* [ISTRUZIONI DI LAVORO]:
Stampa, senza alcuna modifica, il brano del testo sulle videochiamate in carcere riportato qui sotto, a partire da "Agli agenti carcerari" e fino a "rivolte o evasioni.".

Con il provvedimento numero 3696/6146, infatti, «si intende favorire» il ricorso a questo mezzo di comunicazione, definendolo «particolarmente idoneo ad agevolare il mantenimento delle relazioni socio-familiari e soddisfare le imprescindibili esigenze di sicurezza».

Le videochiamate furono introdotte tre anni fa in via sperimentale durante la crisi pandemica, quando arrivarono nelle carceri italiane oltre mille tra cellulari e tablet, adesso vengono riconosciute come un modo ordinario per assicurare a chi vive dietro le sbarre il diritto all’affettività, cioè al mantenimento delle relazioni con i propri cari e con la società, diritto previsto dalla Costituzione. Le videochiamate vengono così estese a tutti i circuiti penitenziari (54mila circa i soggetti interessati), esclusi quelli del regime speciale previsto dall’articolo 41bis dell’ordinamento che riguarda i condannati per reati più gravi che si trovano in stato di isolamento. La circolare individua inoltre alcuni criteri per impedire ai “furbetti” «condotte inappropriate» delle videochiamate e per facilitare il già gravoso compito del personale penitenziario. Il principio è che in un momento di sconforto, quando un detenuto sta sull’orlo della disperazione, una telefonata a una persona cara, poterne vedere il volto e il sorriso, può salvargli la vita. Il capo della Dap, Carlo Renoldi, sottolinea come colloqui e telefonate assumano una “funzione fondamentale sul piano trattamentale, quale modalità di conservazione delle relazioni sociali e affettive nel corso dell’esecuzione penale e quale strumento indispensabile – scrive nella circolare – per garantire il benessere psicologico delle persone detenute, al fine di attenuare quel senso di lontananza dal mondo delle relazioni affettive, che è alla base – aggiunge – delle manifestazioni più acute di disagio psichico, spesso difficilmente gestibili dal personale e che, non di rado, possono sfociare in eventi drammatici».
Agli agenti carcerari si riferisce invece un’altra circolare emanata dal Dap che prevede interventi e percorsi per il loro sostegno psicologico (secondo l’atto di indirizzo della ministra della Giustizia, Marta Cartabia). Si tratta di disposizioni per l’utilizzo del fondo di un milione di euro istituto nell’ultima legge di Bilancio, «per consentire un’azione strutturata e permanente» di aiuto psicologico a beneficio dei poliziotti penitenziari. Con l’intervento di esperti, soprattutto psicologi del lavoro, viene assicurato agli operatori del settore un sistema di supporto, da attivare entro il 15 ottobre, «per affrontare ed elaborare eventi critici e traumatici a cui possono essere stati esposti durante il servizio»: suicidi, tentati suicidi dei detenuti, ma anche aggressioni, rivolte o evasioni.

Dati di localizzazione con un punto per istanza:
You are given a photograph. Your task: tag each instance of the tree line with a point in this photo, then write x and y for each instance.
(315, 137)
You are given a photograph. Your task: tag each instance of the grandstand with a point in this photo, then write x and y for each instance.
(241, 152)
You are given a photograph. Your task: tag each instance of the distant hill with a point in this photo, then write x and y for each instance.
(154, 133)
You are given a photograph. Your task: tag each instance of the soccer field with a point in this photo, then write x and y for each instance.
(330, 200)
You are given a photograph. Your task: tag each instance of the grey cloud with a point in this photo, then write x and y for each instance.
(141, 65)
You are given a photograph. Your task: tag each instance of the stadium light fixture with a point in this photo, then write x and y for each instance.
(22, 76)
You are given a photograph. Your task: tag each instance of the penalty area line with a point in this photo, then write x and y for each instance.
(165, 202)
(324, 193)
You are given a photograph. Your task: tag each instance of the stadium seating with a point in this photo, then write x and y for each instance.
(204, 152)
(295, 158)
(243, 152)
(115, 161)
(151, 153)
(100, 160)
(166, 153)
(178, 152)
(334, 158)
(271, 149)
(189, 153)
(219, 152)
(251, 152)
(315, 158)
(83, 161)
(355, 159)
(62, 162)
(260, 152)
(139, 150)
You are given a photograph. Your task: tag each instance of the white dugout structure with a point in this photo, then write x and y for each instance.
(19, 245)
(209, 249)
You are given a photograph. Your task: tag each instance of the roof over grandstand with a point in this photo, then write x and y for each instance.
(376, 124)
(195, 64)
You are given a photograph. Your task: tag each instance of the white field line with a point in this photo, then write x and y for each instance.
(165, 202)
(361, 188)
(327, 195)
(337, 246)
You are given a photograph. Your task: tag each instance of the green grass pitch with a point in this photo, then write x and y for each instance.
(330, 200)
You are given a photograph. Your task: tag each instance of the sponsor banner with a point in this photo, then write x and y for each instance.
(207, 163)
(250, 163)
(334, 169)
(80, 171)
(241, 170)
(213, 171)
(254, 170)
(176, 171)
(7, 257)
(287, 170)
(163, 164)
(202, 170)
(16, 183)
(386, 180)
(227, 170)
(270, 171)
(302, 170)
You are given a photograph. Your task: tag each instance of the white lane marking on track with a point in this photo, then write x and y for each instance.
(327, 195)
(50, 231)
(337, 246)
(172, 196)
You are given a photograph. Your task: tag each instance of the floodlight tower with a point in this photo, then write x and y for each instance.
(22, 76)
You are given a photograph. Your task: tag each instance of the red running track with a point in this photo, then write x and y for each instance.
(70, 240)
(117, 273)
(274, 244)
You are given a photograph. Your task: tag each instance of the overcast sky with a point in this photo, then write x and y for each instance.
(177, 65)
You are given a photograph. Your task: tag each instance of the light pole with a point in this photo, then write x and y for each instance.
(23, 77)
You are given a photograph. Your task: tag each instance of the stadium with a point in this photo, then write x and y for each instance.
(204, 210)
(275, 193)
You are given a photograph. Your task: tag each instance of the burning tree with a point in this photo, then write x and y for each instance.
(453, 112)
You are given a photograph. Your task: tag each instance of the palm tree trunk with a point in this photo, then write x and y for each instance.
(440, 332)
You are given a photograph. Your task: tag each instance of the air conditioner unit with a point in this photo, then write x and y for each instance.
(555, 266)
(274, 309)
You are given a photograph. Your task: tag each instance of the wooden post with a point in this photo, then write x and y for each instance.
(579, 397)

* [RISPOSTA AL COMPITO]:
Agli agenti carcerari si riferisce invece un’altra circolare emanata dal Dap che prevede interventi e percorsi per il loro sostegno psicologico (secondo l’atto di indirizzo della ministra della Giustizia, Marta Cartabia). Si tratta di disposizioni per l’utilizzo del fondo di un milione di euro istituto nell’ultima legge di Bilancio, «per consentire un’azione strutturata e permanente» di aiuto psicologico a beneficio dei poliziotti penitenziari. Con l’intervento di esperti, soprattutto psicologi del lavoro, viene assicurato agli operatori del settore un sistema di supporto, da attivare entro il 15 ottobre, «per affrontare ed elaborare eventi critici e traumatici a cui possono essere stati esposti durante il servizio»: suicidi, tentati suicidi dei detenuti, ma anche aggressioni, rivolte o evasioni.